* Begin PROVIDED DATA *

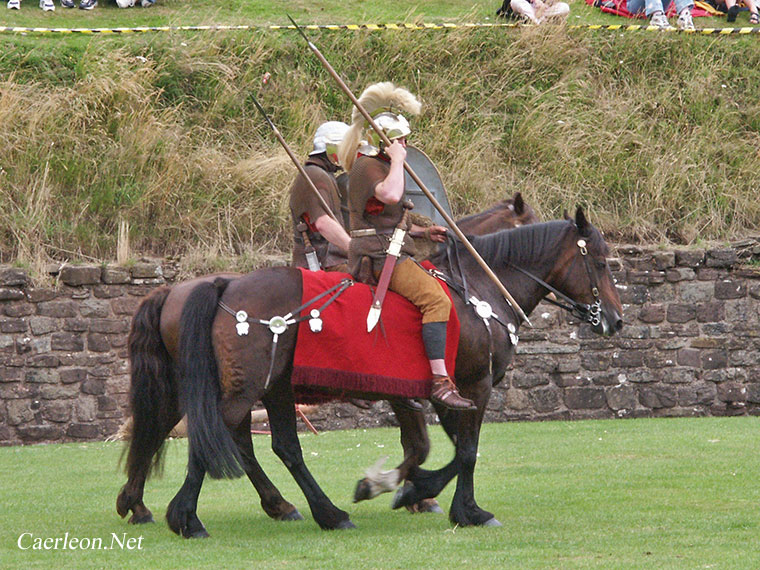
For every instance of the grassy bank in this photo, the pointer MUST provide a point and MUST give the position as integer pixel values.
(656, 134)
(667, 493)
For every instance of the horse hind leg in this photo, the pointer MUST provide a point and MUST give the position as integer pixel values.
(181, 515)
(282, 420)
(271, 500)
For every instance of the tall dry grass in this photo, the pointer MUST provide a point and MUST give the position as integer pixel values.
(657, 136)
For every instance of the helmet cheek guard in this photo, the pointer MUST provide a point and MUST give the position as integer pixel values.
(394, 126)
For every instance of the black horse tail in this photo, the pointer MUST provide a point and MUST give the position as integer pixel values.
(152, 395)
(210, 441)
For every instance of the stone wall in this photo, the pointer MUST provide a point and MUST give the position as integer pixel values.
(690, 346)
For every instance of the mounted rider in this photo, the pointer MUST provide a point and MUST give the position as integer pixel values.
(317, 236)
(376, 209)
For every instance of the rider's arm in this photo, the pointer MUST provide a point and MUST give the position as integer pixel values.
(391, 189)
(333, 232)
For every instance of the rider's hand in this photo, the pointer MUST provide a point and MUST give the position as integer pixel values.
(436, 233)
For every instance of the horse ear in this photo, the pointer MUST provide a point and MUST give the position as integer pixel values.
(584, 228)
(519, 204)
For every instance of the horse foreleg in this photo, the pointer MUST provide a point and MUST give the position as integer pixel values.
(140, 458)
(464, 509)
(282, 420)
(271, 499)
(181, 514)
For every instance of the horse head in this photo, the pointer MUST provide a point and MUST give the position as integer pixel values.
(583, 274)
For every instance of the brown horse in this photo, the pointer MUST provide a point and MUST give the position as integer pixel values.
(154, 391)
(566, 257)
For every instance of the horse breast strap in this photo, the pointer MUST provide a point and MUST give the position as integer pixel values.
(278, 325)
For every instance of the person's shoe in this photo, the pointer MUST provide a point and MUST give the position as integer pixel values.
(659, 21)
(445, 393)
(685, 22)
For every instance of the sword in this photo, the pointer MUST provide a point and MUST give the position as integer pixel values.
(311, 256)
(392, 255)
(294, 158)
(413, 175)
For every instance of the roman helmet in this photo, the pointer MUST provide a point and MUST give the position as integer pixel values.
(388, 106)
(327, 138)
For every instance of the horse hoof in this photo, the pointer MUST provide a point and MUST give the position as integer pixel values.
(363, 491)
(293, 515)
(144, 519)
(403, 496)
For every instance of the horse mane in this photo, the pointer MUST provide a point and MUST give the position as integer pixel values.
(521, 245)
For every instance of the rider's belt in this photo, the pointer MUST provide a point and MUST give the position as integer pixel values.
(370, 232)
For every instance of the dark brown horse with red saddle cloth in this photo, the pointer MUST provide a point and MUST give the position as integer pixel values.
(222, 373)
(154, 392)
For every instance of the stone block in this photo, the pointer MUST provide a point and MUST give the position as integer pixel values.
(146, 270)
(13, 325)
(13, 277)
(714, 359)
(56, 411)
(681, 313)
(664, 260)
(58, 309)
(545, 399)
(115, 275)
(109, 326)
(696, 292)
(77, 275)
(38, 433)
(84, 431)
(95, 308)
(657, 396)
(19, 412)
(654, 313)
(676, 274)
(723, 258)
(622, 397)
(9, 294)
(67, 341)
(97, 342)
(730, 289)
(710, 312)
(19, 309)
(585, 398)
(690, 258)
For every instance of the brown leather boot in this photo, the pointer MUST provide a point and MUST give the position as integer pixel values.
(445, 393)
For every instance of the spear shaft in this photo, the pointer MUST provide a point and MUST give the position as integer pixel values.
(414, 177)
(295, 160)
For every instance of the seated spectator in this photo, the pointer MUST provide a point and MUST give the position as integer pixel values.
(655, 11)
(536, 11)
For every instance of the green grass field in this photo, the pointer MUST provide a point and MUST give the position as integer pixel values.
(666, 493)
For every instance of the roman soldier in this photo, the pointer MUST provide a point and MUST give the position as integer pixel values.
(377, 210)
(320, 242)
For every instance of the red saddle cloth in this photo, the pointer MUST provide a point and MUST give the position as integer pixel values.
(344, 358)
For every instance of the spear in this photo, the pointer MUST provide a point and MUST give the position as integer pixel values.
(294, 158)
(414, 176)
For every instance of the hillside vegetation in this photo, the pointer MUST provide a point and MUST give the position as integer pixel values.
(657, 135)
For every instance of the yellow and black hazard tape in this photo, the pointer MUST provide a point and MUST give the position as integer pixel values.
(145, 29)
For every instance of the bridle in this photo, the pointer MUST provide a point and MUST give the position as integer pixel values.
(588, 313)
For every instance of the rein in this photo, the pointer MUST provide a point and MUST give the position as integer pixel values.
(584, 311)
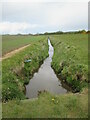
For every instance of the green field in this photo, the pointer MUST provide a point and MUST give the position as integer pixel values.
(70, 62)
(12, 42)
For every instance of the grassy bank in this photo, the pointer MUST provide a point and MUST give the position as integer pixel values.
(12, 42)
(48, 106)
(16, 73)
(70, 60)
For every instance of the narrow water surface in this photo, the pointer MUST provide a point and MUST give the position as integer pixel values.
(45, 79)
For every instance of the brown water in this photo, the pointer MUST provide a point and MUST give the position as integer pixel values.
(45, 79)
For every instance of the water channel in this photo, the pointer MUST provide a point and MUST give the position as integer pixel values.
(45, 79)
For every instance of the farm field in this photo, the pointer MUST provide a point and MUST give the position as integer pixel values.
(70, 62)
(12, 42)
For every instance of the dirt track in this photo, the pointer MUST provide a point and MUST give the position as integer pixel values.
(13, 52)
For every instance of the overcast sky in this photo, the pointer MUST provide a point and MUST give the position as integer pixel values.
(35, 16)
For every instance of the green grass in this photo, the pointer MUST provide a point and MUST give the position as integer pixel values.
(11, 42)
(63, 106)
(70, 60)
(16, 73)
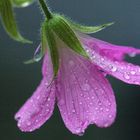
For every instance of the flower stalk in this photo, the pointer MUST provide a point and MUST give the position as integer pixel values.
(45, 9)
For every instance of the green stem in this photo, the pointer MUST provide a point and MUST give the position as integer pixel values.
(45, 9)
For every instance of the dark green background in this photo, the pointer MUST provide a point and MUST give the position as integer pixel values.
(18, 81)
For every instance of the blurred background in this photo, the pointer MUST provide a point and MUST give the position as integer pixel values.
(18, 81)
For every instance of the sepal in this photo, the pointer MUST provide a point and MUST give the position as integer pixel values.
(64, 31)
(88, 29)
(22, 3)
(9, 22)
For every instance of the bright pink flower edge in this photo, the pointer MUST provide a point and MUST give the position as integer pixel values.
(82, 92)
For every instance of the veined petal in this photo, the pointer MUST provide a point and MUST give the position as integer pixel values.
(109, 58)
(84, 95)
(39, 107)
(114, 52)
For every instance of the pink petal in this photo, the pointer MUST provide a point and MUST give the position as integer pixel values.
(110, 59)
(39, 107)
(84, 95)
(114, 52)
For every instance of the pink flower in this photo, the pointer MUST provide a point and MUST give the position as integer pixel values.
(81, 90)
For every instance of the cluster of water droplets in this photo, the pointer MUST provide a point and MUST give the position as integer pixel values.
(121, 70)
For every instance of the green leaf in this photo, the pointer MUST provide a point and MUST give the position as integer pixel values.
(52, 49)
(22, 3)
(8, 20)
(88, 29)
(66, 34)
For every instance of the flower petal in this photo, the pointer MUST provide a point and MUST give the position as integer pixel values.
(114, 52)
(110, 59)
(84, 95)
(39, 107)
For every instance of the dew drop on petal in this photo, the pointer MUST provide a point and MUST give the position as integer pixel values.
(71, 63)
(133, 72)
(61, 102)
(86, 87)
(126, 76)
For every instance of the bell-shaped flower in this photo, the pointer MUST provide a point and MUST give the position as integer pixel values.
(74, 73)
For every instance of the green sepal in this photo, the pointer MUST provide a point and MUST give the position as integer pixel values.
(52, 47)
(22, 3)
(67, 35)
(43, 48)
(88, 29)
(35, 59)
(8, 20)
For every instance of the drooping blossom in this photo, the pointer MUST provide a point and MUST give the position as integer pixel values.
(80, 89)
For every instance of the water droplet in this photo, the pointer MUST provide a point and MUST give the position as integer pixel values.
(133, 72)
(96, 108)
(80, 103)
(38, 97)
(71, 63)
(81, 94)
(36, 121)
(61, 102)
(28, 123)
(91, 103)
(92, 97)
(86, 87)
(126, 76)
(46, 84)
(101, 109)
(114, 69)
(133, 54)
(73, 111)
(19, 124)
(107, 109)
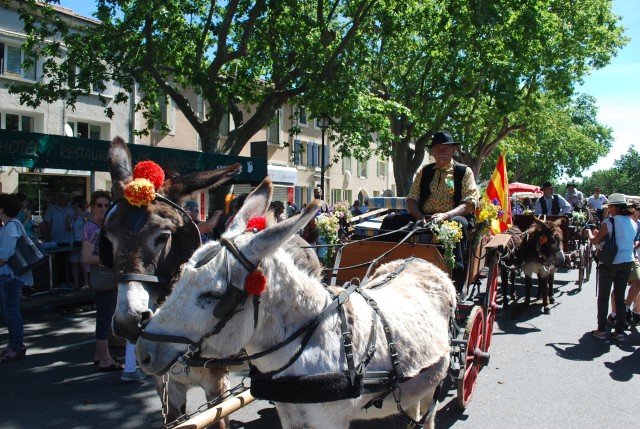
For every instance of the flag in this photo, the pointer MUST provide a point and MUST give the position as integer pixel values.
(498, 188)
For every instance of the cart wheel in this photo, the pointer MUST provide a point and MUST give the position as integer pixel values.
(490, 304)
(474, 357)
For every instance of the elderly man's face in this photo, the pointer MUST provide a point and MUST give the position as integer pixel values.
(443, 153)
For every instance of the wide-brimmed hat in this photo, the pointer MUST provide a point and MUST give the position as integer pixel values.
(441, 138)
(617, 200)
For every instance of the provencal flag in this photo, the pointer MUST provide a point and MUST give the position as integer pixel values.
(498, 188)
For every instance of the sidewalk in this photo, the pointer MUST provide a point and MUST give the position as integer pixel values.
(57, 302)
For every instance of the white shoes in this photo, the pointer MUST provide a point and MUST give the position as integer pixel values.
(136, 375)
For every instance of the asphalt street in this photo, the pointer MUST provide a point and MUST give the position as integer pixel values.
(545, 371)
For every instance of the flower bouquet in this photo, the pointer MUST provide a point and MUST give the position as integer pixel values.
(488, 211)
(448, 233)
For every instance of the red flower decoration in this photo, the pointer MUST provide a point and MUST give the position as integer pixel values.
(151, 171)
(257, 223)
(255, 283)
(139, 192)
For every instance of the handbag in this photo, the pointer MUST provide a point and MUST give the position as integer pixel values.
(28, 255)
(609, 247)
(102, 278)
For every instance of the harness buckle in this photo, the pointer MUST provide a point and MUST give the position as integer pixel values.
(347, 339)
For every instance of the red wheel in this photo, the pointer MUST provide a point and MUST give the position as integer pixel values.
(490, 304)
(474, 357)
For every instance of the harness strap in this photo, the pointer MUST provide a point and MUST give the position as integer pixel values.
(134, 277)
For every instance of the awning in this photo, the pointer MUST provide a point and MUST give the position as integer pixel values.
(34, 150)
(282, 174)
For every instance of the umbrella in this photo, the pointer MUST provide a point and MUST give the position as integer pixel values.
(523, 187)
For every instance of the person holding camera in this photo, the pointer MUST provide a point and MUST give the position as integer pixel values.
(621, 229)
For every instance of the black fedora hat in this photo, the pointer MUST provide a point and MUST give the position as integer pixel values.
(442, 137)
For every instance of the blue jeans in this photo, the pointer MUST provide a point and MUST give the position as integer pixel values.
(10, 293)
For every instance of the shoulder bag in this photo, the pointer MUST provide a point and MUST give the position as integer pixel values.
(609, 247)
(101, 278)
(28, 254)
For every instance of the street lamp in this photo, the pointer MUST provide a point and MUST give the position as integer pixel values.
(323, 122)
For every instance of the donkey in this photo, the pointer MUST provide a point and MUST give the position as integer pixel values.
(541, 253)
(147, 246)
(304, 339)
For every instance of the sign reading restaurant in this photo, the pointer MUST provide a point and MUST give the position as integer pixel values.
(34, 150)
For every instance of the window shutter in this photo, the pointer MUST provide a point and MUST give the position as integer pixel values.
(296, 152)
(325, 156)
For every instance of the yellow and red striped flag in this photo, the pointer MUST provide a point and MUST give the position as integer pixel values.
(498, 188)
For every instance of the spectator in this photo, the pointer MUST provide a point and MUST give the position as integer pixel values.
(550, 203)
(55, 229)
(597, 202)
(75, 223)
(105, 300)
(317, 194)
(291, 208)
(278, 210)
(355, 208)
(619, 271)
(205, 228)
(574, 197)
(10, 283)
(365, 207)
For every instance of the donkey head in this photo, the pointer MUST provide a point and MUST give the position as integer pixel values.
(214, 302)
(546, 238)
(147, 245)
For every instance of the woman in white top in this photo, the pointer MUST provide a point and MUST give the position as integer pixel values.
(11, 283)
(618, 272)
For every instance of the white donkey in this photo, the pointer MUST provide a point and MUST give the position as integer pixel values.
(308, 376)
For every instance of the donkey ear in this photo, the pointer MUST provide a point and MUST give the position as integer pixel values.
(119, 160)
(265, 242)
(256, 204)
(176, 188)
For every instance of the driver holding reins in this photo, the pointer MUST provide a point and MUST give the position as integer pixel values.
(445, 190)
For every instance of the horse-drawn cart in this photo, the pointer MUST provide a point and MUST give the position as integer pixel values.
(471, 328)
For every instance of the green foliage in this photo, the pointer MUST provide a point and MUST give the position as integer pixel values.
(624, 177)
(237, 54)
(562, 141)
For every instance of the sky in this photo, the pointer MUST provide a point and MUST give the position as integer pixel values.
(616, 87)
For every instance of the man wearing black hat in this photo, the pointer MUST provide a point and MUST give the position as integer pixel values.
(550, 203)
(573, 196)
(445, 190)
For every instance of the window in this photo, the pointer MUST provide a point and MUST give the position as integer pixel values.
(302, 116)
(346, 164)
(382, 169)
(362, 169)
(15, 122)
(336, 196)
(273, 130)
(11, 59)
(86, 130)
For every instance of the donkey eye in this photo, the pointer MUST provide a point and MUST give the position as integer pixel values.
(163, 238)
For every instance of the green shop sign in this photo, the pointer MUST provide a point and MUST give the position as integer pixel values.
(36, 150)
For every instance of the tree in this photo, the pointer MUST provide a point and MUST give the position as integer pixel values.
(235, 54)
(624, 177)
(481, 68)
(562, 141)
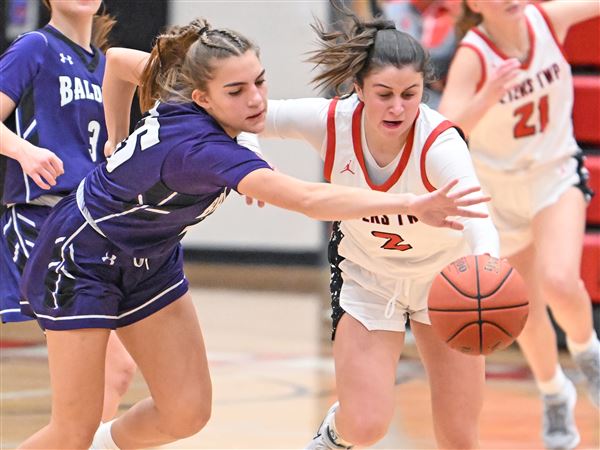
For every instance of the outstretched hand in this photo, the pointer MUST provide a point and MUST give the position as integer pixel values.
(436, 207)
(41, 165)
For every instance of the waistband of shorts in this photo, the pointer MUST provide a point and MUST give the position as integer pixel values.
(84, 211)
(485, 171)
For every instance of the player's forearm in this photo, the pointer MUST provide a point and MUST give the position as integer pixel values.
(10, 143)
(482, 237)
(331, 202)
(121, 77)
(466, 114)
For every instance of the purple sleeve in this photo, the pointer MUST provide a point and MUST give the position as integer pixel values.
(208, 167)
(21, 63)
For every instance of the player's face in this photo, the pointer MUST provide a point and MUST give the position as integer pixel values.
(75, 7)
(498, 10)
(236, 96)
(391, 97)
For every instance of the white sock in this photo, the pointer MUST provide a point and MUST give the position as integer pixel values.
(333, 433)
(103, 438)
(555, 384)
(591, 343)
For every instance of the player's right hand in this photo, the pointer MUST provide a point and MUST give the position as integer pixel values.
(438, 208)
(41, 165)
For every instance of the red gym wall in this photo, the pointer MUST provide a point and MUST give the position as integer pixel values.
(582, 48)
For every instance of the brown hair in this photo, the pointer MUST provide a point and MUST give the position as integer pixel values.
(351, 54)
(467, 20)
(102, 25)
(181, 59)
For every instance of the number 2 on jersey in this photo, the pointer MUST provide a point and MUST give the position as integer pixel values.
(523, 128)
(393, 242)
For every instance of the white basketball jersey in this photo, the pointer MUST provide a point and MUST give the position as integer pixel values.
(397, 246)
(531, 125)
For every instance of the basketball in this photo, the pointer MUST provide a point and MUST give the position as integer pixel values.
(478, 304)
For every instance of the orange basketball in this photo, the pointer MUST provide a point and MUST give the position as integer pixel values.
(478, 304)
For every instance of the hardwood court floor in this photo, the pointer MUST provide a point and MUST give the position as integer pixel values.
(273, 380)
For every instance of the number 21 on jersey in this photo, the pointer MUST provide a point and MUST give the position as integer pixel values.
(526, 126)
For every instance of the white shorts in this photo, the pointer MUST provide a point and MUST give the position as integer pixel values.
(384, 303)
(518, 197)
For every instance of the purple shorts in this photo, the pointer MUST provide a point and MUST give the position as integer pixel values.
(20, 225)
(76, 278)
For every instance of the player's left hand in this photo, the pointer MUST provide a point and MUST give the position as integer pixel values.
(436, 208)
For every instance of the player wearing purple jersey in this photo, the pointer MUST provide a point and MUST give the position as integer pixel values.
(117, 239)
(51, 78)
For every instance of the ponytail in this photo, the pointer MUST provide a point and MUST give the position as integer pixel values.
(348, 56)
(467, 20)
(181, 61)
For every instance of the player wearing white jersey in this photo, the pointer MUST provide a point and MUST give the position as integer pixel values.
(510, 89)
(382, 138)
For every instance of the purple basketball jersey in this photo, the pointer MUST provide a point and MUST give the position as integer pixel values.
(174, 170)
(52, 81)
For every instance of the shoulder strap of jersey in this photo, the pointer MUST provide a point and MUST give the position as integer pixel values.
(330, 151)
(550, 28)
(92, 64)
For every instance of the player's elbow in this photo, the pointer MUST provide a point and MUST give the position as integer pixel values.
(310, 203)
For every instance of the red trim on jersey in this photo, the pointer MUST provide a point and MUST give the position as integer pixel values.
(330, 151)
(358, 151)
(525, 64)
(551, 28)
(445, 125)
(481, 61)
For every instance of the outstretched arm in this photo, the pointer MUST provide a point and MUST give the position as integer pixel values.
(121, 77)
(331, 202)
(462, 102)
(565, 13)
(40, 164)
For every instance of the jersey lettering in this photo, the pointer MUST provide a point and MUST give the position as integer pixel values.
(77, 89)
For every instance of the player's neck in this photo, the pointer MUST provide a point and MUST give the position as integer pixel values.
(79, 30)
(512, 38)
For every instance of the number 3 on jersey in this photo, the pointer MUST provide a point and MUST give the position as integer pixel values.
(523, 127)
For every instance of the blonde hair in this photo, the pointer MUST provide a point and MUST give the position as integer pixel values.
(102, 25)
(181, 59)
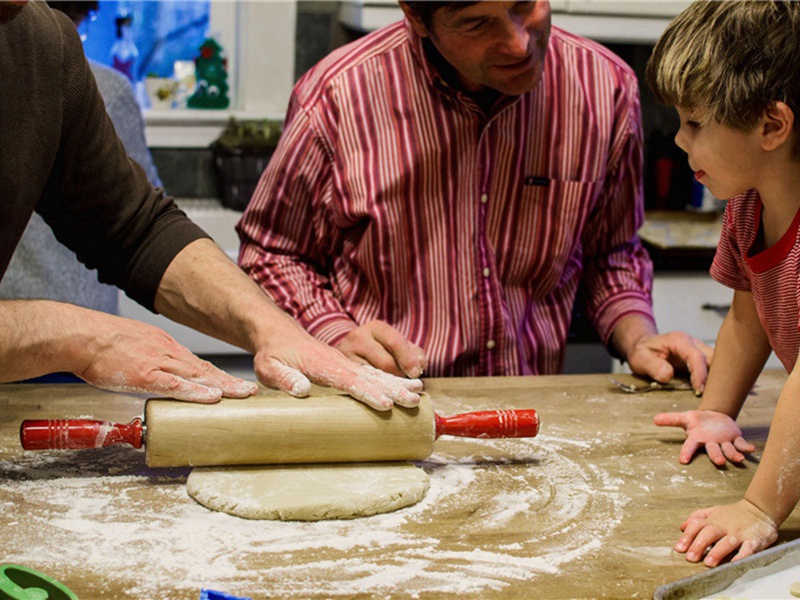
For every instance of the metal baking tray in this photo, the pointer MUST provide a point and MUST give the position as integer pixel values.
(759, 566)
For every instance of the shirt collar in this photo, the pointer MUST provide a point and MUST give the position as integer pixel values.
(441, 75)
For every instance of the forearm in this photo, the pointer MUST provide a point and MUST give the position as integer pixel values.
(775, 489)
(41, 336)
(742, 349)
(739, 356)
(203, 289)
(630, 330)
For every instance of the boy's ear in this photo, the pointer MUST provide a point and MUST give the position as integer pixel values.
(777, 125)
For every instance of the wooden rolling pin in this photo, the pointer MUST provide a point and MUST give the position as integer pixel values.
(262, 430)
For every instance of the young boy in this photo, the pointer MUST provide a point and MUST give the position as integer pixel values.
(731, 70)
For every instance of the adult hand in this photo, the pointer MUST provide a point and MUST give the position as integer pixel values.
(382, 346)
(715, 431)
(727, 528)
(294, 365)
(124, 355)
(659, 355)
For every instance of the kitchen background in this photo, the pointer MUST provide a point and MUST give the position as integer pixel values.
(267, 45)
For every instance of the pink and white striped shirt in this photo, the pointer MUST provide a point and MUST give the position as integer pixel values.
(393, 196)
(772, 275)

* End PROVIDED DATA *

> [WHAT NEEDS TO BE DONE]
Starting at the line containing "For every instance of the jersey", write out each line through the last one in the listing above, inclusive, and nothing else. Pictures are excluded from the copy.

> [OUTPUT OF THE TASK]
For every instance of the jersey lettering in this photo, the pointer MUST provide a point and MUST give the position as integer pixel values.
(77, 89)
For every instance of the player's neck in this photo, the pointer MUST provide a point and MUST give the position as integer pixel values.
(79, 30)
(512, 38)
For every instance of the number 3 on jersey in this photo, the pointer MUST provide a point and MUST give the position as integer pixel values.
(523, 127)
For every instance of the blonde hair in this photo, the pointer MUST provide a point and MUST give the position as integer pixel values.
(102, 25)
(181, 59)
For every instance of the metal baking tray in this photo, the pointer MUST provide a point and MUST give the position as integer pixel values.
(759, 566)
For every instance of the shirt collar in this photo, the pointer MUST provide a point and MUST give the position as integer pixel values.
(441, 75)
For every instance of the forearm in this photo, the pointer MUST provide a point and MUST give the position as integer pixel values.
(775, 489)
(41, 336)
(742, 349)
(739, 356)
(203, 289)
(630, 330)
For every instance of the boy's ear in this photo, the pointer MUST provide a point and MUST give the position as integer pixel values.
(777, 125)
For every instance of the wooden rolling pin in this photo, the pointer MUST provide a point and MUST give the position as integer pixel values.
(262, 430)
For every instance of the young boy in this photo, the pointer MUST provide a point and MUST give the position as integer pixel values.
(731, 70)
For every instance of the adult hand in this photo, the pointer MUST provide a point and MUST give the position as integer pixel values.
(382, 346)
(715, 431)
(727, 528)
(294, 365)
(124, 355)
(659, 355)
For every instance of the kitchen background in this photo, the pointer MUST provide a point and MUST give the position as integer pixel values.
(267, 45)
For every instance of the pink and white striped shirt in this photo, the pointer MUST provide a point and MUST give the position as integer pixel values.
(393, 196)
(772, 275)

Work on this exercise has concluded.